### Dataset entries
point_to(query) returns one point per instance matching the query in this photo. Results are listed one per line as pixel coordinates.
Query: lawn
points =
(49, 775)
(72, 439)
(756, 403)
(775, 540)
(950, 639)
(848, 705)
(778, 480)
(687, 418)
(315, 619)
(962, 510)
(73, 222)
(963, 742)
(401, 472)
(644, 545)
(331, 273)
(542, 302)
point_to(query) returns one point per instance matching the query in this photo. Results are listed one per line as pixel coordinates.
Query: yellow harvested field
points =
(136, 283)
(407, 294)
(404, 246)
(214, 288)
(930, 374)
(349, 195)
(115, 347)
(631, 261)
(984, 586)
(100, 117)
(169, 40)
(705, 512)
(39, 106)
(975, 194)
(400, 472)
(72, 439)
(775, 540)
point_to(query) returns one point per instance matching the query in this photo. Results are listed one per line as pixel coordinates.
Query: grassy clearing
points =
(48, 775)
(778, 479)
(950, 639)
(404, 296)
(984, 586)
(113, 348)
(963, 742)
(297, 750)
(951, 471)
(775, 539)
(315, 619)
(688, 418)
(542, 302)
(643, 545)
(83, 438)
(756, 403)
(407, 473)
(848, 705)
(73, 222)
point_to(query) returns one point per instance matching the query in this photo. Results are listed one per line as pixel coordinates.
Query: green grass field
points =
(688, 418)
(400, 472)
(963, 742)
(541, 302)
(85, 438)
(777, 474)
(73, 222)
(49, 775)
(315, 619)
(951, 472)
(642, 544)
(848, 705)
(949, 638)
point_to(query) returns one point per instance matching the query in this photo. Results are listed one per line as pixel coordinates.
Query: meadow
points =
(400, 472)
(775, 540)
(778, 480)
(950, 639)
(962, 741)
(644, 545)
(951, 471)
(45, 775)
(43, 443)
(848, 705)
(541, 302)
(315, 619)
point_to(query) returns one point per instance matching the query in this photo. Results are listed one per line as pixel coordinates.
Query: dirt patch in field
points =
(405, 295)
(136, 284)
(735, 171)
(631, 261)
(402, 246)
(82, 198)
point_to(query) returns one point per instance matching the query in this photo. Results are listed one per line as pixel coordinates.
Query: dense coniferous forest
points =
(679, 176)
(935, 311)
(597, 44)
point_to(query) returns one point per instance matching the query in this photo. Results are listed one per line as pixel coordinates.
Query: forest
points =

### WHAT TO WORK ON
Retype all of the data shown above, word for word.

### SOLUTION TO THIS EXERCISE
point_to(query) returns one point per instance matching the query in this photo. Results are listed one per line as pixel coordinates.
Query: lawn
points =
(49, 775)
(72, 439)
(756, 403)
(775, 540)
(950, 639)
(848, 705)
(778, 480)
(687, 418)
(315, 619)
(962, 510)
(73, 222)
(963, 742)
(401, 472)
(644, 545)
(331, 273)
(542, 302)
point_to(query) returns one point per instance matching the query in this photo. Results are listed one per line as pixel coordinates.
Query: yellow harvested field
points =
(136, 283)
(407, 294)
(404, 246)
(214, 288)
(930, 374)
(349, 195)
(115, 347)
(631, 261)
(984, 586)
(100, 117)
(169, 40)
(705, 512)
(39, 106)
(975, 194)
(400, 472)
(72, 439)
(775, 540)
point_to(query) returns one point per instance matching the query in this photo. Results are listed one per line as pixel coordinates.
Query: grassy clearing
points =
(48, 775)
(778, 479)
(950, 639)
(404, 296)
(984, 586)
(113, 348)
(963, 742)
(297, 750)
(951, 471)
(775, 539)
(315, 619)
(688, 418)
(542, 302)
(643, 545)
(83, 438)
(756, 403)
(407, 473)
(848, 705)
(73, 222)
point_to(query) returns one point per instance matching the query in this photo. Results are listed one per line as pixel coordinates.
Query: green grass field
points =
(688, 418)
(400, 472)
(963, 742)
(541, 302)
(85, 438)
(777, 474)
(73, 222)
(49, 775)
(315, 619)
(951, 472)
(642, 544)
(848, 705)
(949, 638)
point_to(query) returns one point per instance matching the query in this photo. Results are listed one per line as pixel coordinates.
Query: meadow
points =
(400, 472)
(775, 540)
(778, 480)
(950, 639)
(962, 741)
(644, 545)
(951, 471)
(45, 775)
(43, 443)
(848, 705)
(541, 302)
(315, 619)
point_to(query) returns one point per instance matching the query in this photo. Results are listed one per line as pixel coordinates.
Query: dirt patch in field
points =
(405, 295)
(136, 284)
(735, 171)
(631, 261)
(402, 246)
(82, 198)
point_to(query) returns one point per instance matching the query in this photo. Results are listed one per line as pixel coordinates.
Query: dense coniferous forest
points =
(679, 176)
(935, 311)
(597, 44)
point_to(query) returns one point per instance matching the query in this photo. Results are listed one per line as pixel coordinates.
Query: forest
points =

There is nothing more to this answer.